▶ _READING PASSAGE_
__________________________________________________
If the Fund is required to sell its
cash equivalents at a price lower than the price at which they were acquired, the Fund will experience a loss. This loss may adversely
impact the price of the Shares and may decrease the correlation between the price of the Shares and the spot price of the Eligible Assets.
The value of cash equivalents held by the Fund generally moves inversely with movements in interest rates. The prices of longer maturity
securities are subject to greater market fluctuations as a result of changes in interest rates. While the short-term nature of the Fund’s
investments in cash equivalents should minimize the interest rate risk to which the Fund is subject, it is possible that the cash equivalents
held by the Fund will decline in value.

Risks Related to Lack of Liquidity

Certain of the Fund’s investments
could become illiquid, which could cause large losses to investors

The Fund’s holdings may be more
difficult to liquidate at favorable prices in periods of illiquid markets and losses may be incurred during the period in which positions
are being liquidated. If the Fund’s ability to obtain exposure to the Eligible Assets in accordance with its investment objective
is disrupted for any reason including, because of limited liquidity in crypto asset markets, or a disruption in the crypto asset markets,
the Fund may not be able to achieve its investment objective and may experience significant losses. Any disruption in the Fund’s
ability to obtain exposure to the Eligible Assets may negatively impact the Fund’s performance.
__________________________________________________
A run of records
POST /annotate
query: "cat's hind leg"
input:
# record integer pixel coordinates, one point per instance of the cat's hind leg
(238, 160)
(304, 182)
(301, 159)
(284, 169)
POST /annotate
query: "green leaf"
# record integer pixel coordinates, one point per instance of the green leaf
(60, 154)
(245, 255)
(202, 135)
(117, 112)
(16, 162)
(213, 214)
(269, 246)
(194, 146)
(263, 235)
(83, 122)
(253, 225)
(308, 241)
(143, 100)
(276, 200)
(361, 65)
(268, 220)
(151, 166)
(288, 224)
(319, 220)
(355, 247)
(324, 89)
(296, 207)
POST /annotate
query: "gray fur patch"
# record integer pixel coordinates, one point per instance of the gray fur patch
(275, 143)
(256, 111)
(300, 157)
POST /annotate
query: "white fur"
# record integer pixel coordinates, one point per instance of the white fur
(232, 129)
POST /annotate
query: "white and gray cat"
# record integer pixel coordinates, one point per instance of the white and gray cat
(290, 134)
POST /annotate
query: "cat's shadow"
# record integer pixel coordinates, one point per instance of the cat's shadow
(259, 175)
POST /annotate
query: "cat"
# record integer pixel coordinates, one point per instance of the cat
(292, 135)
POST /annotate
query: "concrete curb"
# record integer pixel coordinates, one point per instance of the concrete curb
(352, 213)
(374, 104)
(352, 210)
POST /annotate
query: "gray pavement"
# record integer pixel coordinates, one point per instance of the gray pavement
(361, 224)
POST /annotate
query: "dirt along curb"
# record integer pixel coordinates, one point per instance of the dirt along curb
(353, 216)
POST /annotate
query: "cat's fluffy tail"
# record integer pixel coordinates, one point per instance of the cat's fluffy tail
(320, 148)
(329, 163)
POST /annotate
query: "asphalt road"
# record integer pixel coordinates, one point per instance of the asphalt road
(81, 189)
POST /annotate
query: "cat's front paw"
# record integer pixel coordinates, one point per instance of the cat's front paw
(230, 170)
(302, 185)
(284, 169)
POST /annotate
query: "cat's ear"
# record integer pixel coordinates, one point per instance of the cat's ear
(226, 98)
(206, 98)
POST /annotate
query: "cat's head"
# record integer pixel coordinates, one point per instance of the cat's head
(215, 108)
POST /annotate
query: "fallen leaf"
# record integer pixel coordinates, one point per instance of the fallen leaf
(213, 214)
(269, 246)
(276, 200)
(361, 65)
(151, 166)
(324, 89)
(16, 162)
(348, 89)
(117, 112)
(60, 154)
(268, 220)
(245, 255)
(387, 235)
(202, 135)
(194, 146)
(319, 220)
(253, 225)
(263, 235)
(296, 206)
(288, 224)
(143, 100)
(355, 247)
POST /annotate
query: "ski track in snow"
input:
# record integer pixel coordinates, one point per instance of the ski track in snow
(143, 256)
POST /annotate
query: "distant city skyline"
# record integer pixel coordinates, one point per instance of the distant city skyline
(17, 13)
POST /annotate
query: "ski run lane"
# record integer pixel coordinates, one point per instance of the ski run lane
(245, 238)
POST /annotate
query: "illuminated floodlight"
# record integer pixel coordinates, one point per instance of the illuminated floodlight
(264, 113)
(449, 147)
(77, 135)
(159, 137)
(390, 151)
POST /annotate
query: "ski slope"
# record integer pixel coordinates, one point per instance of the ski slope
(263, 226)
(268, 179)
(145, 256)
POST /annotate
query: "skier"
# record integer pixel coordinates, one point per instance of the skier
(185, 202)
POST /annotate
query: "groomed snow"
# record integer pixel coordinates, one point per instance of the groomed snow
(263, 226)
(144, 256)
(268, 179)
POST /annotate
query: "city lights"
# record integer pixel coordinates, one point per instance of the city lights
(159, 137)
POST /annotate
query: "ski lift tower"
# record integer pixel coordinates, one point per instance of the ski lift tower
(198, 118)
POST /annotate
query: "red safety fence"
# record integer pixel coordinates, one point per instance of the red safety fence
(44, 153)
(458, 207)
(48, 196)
__________________________________________________
▶ _WORK INSTRUCTIONS_
[1] List every line of the listing that contains the string "gray".
[2] Pick up the fund risk disclosure after its final sentence and continue it.

▶ _TASK ANSWERS_
[1]
query: "gray fur patch"
# record integer pixel coordinates, one point per instance of the gray fur patch
query: "white and gray cat"
# record integer pixel coordinates, one point per instance of the white and gray cat
query: "gray pavement"
# record integer pixel coordinates, one point per instance of the gray pavement

[2]
A market disruption,
such as a government taking regulatory or other actions that disrupt the crypto asset market, can also make it difficult to
liquidate a position. Unexpected market illiquidity may cause major losses to investors at any time or from time to time. In
addition, the Fund does not intend at this time to establish a credit facility, which would provide an additional source of
liquidity, but instead will rely only on the cash and cash equivalents that it holds to meet its liquidity needs. The anticipated
value of the positions in the Eligible Assets that the Sponsor will acquire or enter into for the Fund increases the liquidity
risk.

Buying and selling activity associated
with the purchase and redemption may adversely affect an investment in the Shares

The Sponsor’s purchase of assets
in connection with basket creation orders may cause the price of the Eligible Assets to increase, which will result in higher prices for
the Shares. Increases in the Eligible Assets’ prices may also occur as a result of purchases by other market participants who attempt
to benefit from an increase in the market price of crypto assets when baskets are created. The market price of Eligible Assets may therefore
decline immediately after baskets are created.

Selling activity associated with sales
of assets by the Sponsor in connection with redemption orders may decrease the Eligible Assets’ prices, which will result in lower
prices for the Shares. Decreases in the Eligible Assets’ prices may also occur as a result of selling activity by other market participants.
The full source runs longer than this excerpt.